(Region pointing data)
________________________

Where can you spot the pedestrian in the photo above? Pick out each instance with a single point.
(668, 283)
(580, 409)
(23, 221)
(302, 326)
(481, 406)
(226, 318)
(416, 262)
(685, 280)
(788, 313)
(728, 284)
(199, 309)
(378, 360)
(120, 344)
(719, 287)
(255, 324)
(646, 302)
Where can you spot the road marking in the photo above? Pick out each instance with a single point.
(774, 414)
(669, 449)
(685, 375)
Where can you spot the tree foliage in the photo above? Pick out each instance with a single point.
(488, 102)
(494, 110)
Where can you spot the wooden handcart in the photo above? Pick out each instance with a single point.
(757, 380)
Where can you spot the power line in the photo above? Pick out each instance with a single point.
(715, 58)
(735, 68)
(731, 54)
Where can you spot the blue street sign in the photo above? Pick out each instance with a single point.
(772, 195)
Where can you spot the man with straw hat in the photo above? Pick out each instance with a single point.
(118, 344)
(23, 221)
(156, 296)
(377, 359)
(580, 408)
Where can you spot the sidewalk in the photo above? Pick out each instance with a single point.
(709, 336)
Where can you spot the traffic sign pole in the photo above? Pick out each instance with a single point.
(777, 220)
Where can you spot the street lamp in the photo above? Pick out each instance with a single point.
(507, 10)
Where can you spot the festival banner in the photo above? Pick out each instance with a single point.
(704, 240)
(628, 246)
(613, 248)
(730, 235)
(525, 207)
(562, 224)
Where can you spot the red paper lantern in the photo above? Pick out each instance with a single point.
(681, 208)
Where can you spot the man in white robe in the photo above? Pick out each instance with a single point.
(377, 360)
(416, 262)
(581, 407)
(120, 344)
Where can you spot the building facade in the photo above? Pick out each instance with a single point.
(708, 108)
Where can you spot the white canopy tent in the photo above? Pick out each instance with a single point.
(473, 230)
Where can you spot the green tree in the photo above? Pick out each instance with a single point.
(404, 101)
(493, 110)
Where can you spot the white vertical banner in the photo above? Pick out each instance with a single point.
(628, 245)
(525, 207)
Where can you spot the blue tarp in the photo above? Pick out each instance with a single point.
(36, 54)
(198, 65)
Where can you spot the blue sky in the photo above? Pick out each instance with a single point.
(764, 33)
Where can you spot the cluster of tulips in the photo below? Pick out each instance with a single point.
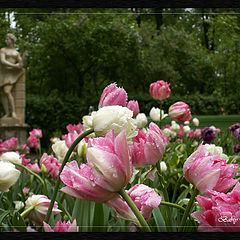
(110, 157)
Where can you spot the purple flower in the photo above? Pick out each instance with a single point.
(236, 134)
(234, 127)
(208, 135)
(236, 148)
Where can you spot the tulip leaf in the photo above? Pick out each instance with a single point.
(98, 221)
(160, 222)
(3, 215)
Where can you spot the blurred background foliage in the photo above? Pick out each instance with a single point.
(75, 53)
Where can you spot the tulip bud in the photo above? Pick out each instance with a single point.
(115, 118)
(160, 90)
(133, 106)
(8, 175)
(179, 111)
(141, 120)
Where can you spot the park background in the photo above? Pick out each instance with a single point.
(74, 53)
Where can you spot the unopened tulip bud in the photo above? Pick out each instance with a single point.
(11, 157)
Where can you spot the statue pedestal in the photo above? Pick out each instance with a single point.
(12, 129)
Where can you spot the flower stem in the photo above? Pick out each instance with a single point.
(27, 211)
(70, 150)
(160, 114)
(187, 210)
(135, 210)
(172, 205)
(35, 175)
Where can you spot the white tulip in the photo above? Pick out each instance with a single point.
(195, 122)
(11, 157)
(115, 118)
(186, 129)
(8, 175)
(60, 149)
(141, 120)
(167, 132)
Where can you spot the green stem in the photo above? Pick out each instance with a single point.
(160, 114)
(187, 210)
(70, 150)
(35, 175)
(172, 205)
(27, 211)
(135, 210)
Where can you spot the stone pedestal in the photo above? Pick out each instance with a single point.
(14, 130)
(12, 127)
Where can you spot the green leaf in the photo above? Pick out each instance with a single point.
(18, 222)
(160, 222)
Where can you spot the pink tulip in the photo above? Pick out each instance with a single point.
(25, 190)
(62, 226)
(73, 127)
(110, 160)
(33, 142)
(36, 132)
(144, 197)
(179, 111)
(221, 212)
(113, 95)
(133, 106)
(52, 165)
(24, 148)
(209, 172)
(160, 90)
(39, 212)
(180, 134)
(80, 183)
(148, 149)
(191, 134)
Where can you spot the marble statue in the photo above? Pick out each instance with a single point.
(12, 68)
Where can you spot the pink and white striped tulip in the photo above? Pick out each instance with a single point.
(113, 95)
(144, 197)
(62, 226)
(208, 171)
(160, 90)
(180, 111)
(52, 165)
(221, 212)
(80, 183)
(110, 160)
(133, 106)
(148, 149)
(39, 212)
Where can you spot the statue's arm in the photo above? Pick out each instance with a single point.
(5, 62)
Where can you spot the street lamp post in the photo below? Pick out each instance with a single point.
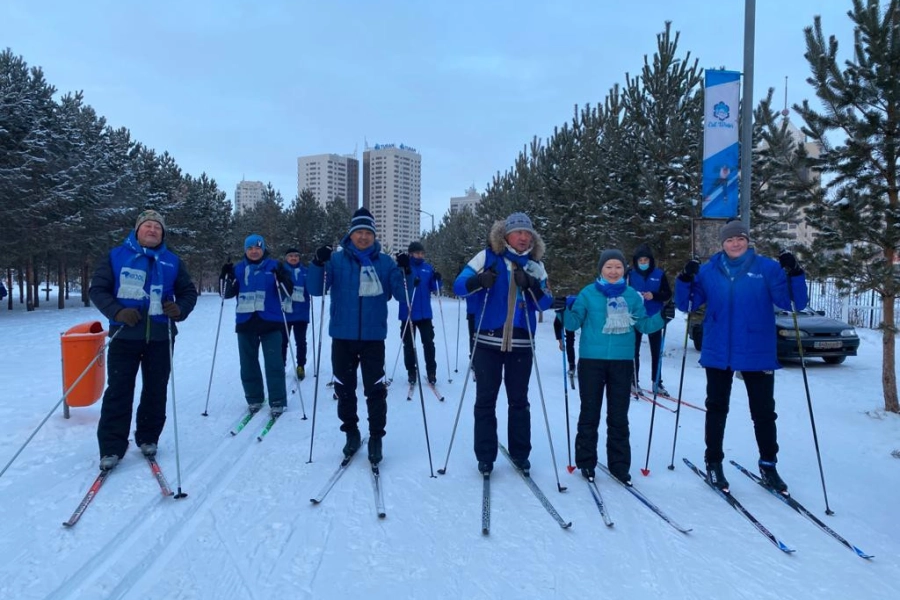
(430, 215)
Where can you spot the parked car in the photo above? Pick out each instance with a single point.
(829, 339)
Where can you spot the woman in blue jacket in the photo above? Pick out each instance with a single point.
(608, 312)
(259, 321)
(296, 311)
(422, 281)
(362, 279)
(739, 288)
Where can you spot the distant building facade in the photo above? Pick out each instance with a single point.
(470, 201)
(330, 176)
(392, 191)
(247, 195)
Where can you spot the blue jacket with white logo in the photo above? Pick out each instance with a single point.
(739, 323)
(355, 317)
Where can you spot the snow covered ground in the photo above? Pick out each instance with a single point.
(248, 530)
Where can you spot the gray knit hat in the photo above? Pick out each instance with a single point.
(362, 219)
(518, 222)
(733, 229)
(608, 255)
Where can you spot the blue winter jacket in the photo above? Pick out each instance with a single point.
(588, 313)
(355, 317)
(298, 308)
(739, 323)
(139, 269)
(424, 272)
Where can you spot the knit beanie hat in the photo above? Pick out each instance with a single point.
(362, 219)
(254, 240)
(608, 255)
(732, 229)
(518, 222)
(150, 215)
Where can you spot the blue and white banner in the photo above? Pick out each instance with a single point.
(721, 155)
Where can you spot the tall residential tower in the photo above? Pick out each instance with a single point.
(330, 176)
(392, 191)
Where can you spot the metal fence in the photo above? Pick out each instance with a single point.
(858, 308)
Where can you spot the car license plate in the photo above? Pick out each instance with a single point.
(828, 345)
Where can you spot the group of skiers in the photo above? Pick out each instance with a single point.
(143, 288)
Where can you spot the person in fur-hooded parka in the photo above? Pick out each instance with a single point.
(509, 283)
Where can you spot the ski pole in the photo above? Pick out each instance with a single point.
(444, 331)
(662, 346)
(61, 400)
(537, 372)
(569, 467)
(687, 328)
(180, 494)
(312, 436)
(443, 471)
(282, 294)
(215, 347)
(812, 420)
(456, 364)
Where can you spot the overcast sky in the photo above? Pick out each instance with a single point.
(240, 89)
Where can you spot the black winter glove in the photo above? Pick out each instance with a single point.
(171, 310)
(789, 263)
(129, 316)
(690, 270)
(559, 303)
(486, 279)
(668, 312)
(323, 254)
(403, 262)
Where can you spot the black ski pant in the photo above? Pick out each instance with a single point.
(298, 328)
(761, 393)
(123, 360)
(425, 328)
(655, 341)
(596, 376)
(493, 367)
(346, 357)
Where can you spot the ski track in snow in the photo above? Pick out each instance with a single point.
(247, 529)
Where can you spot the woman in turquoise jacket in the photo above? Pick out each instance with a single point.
(607, 312)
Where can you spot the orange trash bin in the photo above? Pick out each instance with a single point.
(82, 352)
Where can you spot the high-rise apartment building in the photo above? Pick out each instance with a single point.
(470, 201)
(392, 191)
(247, 194)
(330, 176)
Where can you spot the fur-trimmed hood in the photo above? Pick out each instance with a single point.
(498, 242)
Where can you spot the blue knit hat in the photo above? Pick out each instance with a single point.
(362, 219)
(254, 240)
(518, 222)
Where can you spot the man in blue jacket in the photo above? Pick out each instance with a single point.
(296, 311)
(652, 284)
(361, 279)
(511, 285)
(422, 281)
(739, 288)
(140, 287)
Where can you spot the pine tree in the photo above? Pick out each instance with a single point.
(859, 215)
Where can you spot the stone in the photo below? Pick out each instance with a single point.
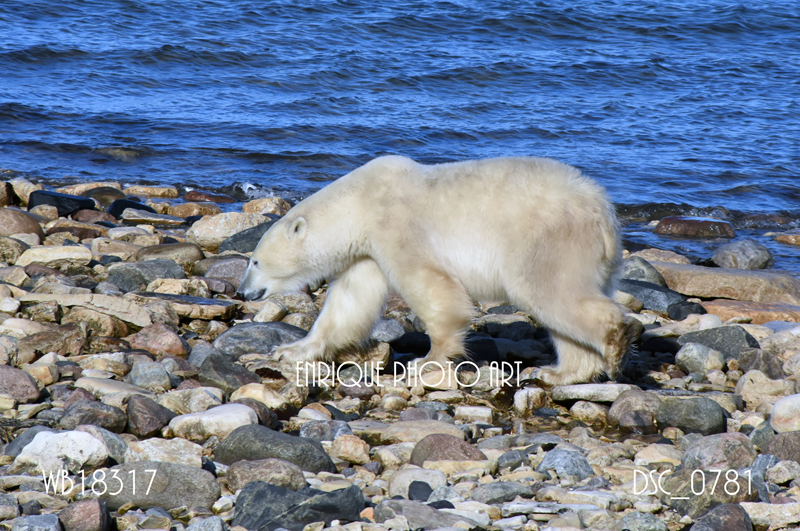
(692, 415)
(159, 339)
(246, 240)
(210, 231)
(14, 221)
(730, 340)
(737, 284)
(695, 227)
(565, 463)
(400, 481)
(96, 413)
(153, 484)
(18, 384)
(85, 515)
(219, 421)
(217, 371)
(136, 276)
(264, 506)
(652, 296)
(260, 338)
(443, 447)
(254, 442)
(178, 451)
(743, 254)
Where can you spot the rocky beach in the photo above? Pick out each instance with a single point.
(138, 393)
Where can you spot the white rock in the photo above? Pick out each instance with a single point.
(219, 421)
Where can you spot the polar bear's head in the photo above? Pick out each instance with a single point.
(281, 262)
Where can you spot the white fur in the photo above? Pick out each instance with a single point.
(531, 231)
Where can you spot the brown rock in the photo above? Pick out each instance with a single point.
(18, 384)
(738, 284)
(14, 221)
(185, 210)
(158, 339)
(695, 227)
(442, 447)
(199, 195)
(758, 312)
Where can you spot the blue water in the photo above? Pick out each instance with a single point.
(676, 107)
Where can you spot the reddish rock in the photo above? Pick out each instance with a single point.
(695, 227)
(199, 195)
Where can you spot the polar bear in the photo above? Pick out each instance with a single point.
(530, 231)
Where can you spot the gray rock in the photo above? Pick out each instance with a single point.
(173, 485)
(255, 442)
(268, 507)
(324, 430)
(261, 338)
(692, 415)
(653, 296)
(637, 268)
(743, 254)
(132, 276)
(565, 463)
(731, 340)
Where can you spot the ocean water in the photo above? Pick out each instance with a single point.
(676, 107)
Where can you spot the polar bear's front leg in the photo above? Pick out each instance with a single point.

________________________

Task instructions — Word for word, repeat the lines from the one holding "Where can you spot the gray rock" through the last line of the entries, both included.

Output below —
Where can you spot the gray rock in the photo above? Pick out each instance with a single point.
(173, 485)
(255, 442)
(268, 507)
(324, 430)
(261, 338)
(692, 415)
(653, 296)
(637, 268)
(743, 254)
(132, 276)
(565, 463)
(731, 340)
Where can you spot the ocean water in the photo above? Pick out each instance with a single point.
(676, 107)
Where can you spot the polar bear's front leg in the photo above? Pick out each instance with a single point.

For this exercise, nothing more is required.